* _What is needed_
In the text about work exchange programs, what do volunteers get in return for their time and skills?

* _Text segment_
A work exchange is where volunteers offer their time and skills to work in exchange for free accommodation.  This trade of work for accommodation helps both the volunteer and the host to achieve their goals without spending a lot of money so is beneficial for both parties. 

Work exchange is also known as a kind of work and travel programme, a work trade or voluntourism, although the volunteer placements are often ‘normal’ businesses looking for an extra pair of hands, not necessarily doing work to help the environment or a vulnerable group of people as you may imagine in the traditional sense of ‘volunteering’. 

Work exchange programs are different from other work abroad programs because they are not usually paid work, although you might find a few work exchange programs which also offer a small amount of money as well.     

Solo female traveller in a busy street
If you’re travelling alone then work exchange programs are a good way to gain confidence

How to Find Work Exchange Programs

Work Exchange Websites

Probably the easiest and safest way to find work exchange programs is to use a work exchange website.  These websites act as an intermediary between the people looking for volunteers and volunteers looking for work exchange placements.  Popular work exchange websites include:

Worldpackers, Workaway, HelpX, WWOOF, Hippohelp and Volunteers Base.

* _Data section_
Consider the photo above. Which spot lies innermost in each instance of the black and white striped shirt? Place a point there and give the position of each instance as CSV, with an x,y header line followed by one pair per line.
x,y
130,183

* _Result for this task_
Free accommodation.